▶ Extrait du texte:
────────

Je n’avais jamais fait de trek de ma vie, et jamais entendu parler du trek du Laugavegur. Il ne fallait même pas me parler de randonnée. Mes parents avaient toujours essayé de m’embrigader, quand j’étais plus petite, pour que je les suive dans leurs promenades. Elles me semblaient interminables. J’ai toujours été fan de la ville, l’architecture, l’activité humaine et l’effervescence. Les oiseaux, les arbres et les petites fleurs, très peu pour moi.
L’Islande me faisait rêver depuis plusieurs mois. Il faut dire qu’elle est devenue une destination touristique assez prisée. Beaucoup de lieux sont à visiter à Reykjavík et aux alentours.
Un beau jour, je suis tombée par hasard sur le blog d’un couple voyageur qui faisait le récit de leurs aventures sur cette île polaire: ça a été le déclic. Mon amoureux et moi nous sommes laissés embarquer par leur histoire, et nous avons nous aussi décidé de tenter l’aventure du trek du Laugavegur.
Le trek du Laugavegur
Avant de partir, nous nous sommes un peu renseignés sur le trek du Laugavegur, histoire de savoir où nous mettions les pieds.
L’avantage de ce trek, c’est qu’il est relativement accessible:
- Il ne nécessite pas de compétences physiques exceptionnelles: le niveau de difficulté n’est pas très élevé (bien que je n’aie pas beaucoup d’éléments de comparaison), il suffit d’un peu de patience et d’endurance.
- La distance à parcourir peut être adaptée: des bus sont présents à des étapes clés du parcours ce qui le rend assez modulable.

────────

▶ Données fournies:
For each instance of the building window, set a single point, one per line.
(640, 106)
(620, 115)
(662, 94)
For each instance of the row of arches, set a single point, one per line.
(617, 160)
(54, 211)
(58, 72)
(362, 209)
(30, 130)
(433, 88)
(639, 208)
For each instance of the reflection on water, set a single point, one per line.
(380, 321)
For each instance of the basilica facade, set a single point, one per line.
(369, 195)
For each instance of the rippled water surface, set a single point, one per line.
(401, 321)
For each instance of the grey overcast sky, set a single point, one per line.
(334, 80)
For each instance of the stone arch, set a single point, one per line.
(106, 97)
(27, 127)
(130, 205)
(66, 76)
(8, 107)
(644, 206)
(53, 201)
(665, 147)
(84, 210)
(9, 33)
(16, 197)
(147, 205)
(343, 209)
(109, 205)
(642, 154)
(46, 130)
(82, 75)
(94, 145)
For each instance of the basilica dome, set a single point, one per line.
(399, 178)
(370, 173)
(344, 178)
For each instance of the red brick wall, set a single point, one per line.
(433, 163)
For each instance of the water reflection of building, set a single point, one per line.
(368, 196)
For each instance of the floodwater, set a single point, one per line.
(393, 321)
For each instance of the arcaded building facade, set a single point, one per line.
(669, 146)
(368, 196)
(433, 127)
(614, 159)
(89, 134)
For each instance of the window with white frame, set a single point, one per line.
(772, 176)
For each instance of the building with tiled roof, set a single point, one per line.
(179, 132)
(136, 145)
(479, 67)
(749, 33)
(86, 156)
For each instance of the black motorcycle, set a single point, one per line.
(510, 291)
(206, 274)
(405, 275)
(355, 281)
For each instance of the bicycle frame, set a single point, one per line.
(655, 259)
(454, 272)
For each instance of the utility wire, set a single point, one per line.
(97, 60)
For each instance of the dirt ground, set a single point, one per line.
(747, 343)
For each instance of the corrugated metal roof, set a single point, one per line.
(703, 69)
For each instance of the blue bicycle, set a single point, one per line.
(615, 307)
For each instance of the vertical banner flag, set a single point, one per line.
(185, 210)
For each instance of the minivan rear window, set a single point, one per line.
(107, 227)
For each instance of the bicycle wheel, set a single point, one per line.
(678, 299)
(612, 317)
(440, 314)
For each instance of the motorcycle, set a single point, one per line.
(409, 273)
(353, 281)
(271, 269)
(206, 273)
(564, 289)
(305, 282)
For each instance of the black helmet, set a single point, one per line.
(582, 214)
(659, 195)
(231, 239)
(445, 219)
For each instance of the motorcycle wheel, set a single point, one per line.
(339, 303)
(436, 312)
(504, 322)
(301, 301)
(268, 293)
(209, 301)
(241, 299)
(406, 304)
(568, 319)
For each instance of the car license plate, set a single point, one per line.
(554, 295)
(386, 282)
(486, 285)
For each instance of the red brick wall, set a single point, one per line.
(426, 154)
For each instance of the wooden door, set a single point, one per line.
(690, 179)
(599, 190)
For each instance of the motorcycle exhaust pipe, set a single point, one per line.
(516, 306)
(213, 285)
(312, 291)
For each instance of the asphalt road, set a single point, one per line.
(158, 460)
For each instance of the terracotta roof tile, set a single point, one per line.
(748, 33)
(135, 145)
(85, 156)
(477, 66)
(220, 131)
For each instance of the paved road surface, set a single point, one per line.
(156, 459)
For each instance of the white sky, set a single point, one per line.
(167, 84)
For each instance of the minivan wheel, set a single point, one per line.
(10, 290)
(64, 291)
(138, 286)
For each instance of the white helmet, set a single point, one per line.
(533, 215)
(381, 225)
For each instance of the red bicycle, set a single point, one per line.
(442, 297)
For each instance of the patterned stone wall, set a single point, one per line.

────────

▶ Tâche demandée 1: Recopiez fidèlement tout ce qui va de « Je n’avais jamais » jusqu'à « peu pour moi. » dans le texte sur le trek du Laugavegur.
▶ Tâche demandée 2: Indiquez par oui ou par non si chacun des énoncés suivants concorde avec le texte sur le trek du Laugavegur, en citant pour chacun les mots décisifs du texte. (a) Enfant, la personne qui raconte trouvait agréables les promenades de ses parents. (b) Le trek exige des compétences physiques exceptionnelles. (c) Des bus se trouvent à des étapes clés du parcours.

▶ Réponse 1:
Je n’avais jamais fait de trek de ma vie, et jamais entendu parler du trek du Laugavegur. Il ne fallait même pas me parler de randonnée. Mes parents avaient toujours essayé de m’embrigader, quand j’étais plus petite, pour que je les suive dans leurs promenades. Elles me semblaient interminables. J’ai toujours été fan de la ville, l’architecture, l’activité humaine et l’effervescence. Les oiseaux, les arbres et les petites fleurs, très peu pour moi.

▶ Réponse 2:
(a) Non : « Elles me semblaient interminables. »
(b) Non : « Il ne nécessite pas de compétences physiques exceptionnelles »
(c) Oui : « des bus sont présents à des étapes clés du parcours »